(Data entries)
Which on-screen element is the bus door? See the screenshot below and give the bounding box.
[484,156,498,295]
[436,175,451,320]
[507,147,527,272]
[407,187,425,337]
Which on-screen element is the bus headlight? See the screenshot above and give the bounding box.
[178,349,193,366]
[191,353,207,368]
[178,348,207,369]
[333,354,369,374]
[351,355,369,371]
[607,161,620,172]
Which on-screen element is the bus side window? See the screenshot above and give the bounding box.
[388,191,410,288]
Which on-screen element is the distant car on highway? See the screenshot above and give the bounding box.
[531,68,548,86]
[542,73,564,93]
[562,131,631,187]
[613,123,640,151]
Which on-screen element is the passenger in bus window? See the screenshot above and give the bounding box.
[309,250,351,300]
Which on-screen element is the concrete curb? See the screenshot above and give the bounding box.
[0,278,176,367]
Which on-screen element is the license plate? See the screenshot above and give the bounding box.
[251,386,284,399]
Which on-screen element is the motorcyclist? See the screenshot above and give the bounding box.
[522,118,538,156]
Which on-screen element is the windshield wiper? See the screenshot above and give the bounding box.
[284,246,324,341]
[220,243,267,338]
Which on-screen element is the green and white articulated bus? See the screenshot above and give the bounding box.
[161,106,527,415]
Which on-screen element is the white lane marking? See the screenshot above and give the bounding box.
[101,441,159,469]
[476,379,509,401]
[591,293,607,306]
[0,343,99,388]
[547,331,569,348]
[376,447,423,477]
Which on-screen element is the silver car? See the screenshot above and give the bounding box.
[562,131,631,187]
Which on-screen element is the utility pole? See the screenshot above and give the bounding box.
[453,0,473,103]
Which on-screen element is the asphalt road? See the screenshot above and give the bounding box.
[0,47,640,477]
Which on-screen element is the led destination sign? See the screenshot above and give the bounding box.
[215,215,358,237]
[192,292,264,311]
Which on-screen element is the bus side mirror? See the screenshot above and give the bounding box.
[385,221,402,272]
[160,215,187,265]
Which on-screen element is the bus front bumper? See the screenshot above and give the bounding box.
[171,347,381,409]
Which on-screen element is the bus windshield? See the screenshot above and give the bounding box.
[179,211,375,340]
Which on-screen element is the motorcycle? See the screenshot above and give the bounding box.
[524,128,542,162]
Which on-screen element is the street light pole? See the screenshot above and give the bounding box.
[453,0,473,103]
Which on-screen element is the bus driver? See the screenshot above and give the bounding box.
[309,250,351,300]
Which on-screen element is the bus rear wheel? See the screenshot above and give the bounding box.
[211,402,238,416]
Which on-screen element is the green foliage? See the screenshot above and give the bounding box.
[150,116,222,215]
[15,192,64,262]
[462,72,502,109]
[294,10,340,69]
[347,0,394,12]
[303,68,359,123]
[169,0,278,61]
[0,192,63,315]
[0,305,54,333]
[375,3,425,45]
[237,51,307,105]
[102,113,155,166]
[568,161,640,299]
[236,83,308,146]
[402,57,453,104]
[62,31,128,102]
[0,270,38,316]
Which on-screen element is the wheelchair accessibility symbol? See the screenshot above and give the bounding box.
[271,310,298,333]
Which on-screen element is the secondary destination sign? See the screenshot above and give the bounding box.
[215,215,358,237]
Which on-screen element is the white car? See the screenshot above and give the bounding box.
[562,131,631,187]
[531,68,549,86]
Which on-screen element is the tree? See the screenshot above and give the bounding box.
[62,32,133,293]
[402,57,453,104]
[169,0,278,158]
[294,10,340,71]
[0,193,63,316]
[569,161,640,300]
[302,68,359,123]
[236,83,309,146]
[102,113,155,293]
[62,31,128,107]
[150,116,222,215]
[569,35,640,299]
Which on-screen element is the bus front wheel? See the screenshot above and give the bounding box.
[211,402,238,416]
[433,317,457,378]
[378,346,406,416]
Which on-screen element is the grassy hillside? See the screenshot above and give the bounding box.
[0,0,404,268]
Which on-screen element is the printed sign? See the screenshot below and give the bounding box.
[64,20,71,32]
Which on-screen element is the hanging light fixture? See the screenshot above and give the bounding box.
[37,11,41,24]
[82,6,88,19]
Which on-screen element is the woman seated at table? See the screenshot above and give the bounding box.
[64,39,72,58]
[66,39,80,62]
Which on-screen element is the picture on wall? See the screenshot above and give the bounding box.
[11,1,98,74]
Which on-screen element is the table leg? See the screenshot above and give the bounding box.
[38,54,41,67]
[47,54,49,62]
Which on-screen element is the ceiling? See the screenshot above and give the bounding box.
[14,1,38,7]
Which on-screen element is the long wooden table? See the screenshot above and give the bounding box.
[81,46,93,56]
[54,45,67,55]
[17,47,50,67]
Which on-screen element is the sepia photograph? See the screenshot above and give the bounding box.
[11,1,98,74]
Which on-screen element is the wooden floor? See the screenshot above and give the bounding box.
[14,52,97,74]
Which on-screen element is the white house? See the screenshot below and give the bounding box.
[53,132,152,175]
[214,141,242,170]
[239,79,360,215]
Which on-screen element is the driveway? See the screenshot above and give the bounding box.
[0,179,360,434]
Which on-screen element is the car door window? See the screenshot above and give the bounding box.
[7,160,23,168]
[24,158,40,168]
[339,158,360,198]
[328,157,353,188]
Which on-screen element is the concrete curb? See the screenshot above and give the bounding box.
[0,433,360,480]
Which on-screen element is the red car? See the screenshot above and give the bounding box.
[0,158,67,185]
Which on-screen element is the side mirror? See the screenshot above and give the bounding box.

### Exercise prompt
Show every line in the records above that contains the word "wooden". Matching is case-sensitive.

### Solution for this problem
Which on-screen element is the long wooden table? See the screenshot above and give the bounding box.
Which on-screen element is the wooden floor? See the screenshot above and give the bounding box.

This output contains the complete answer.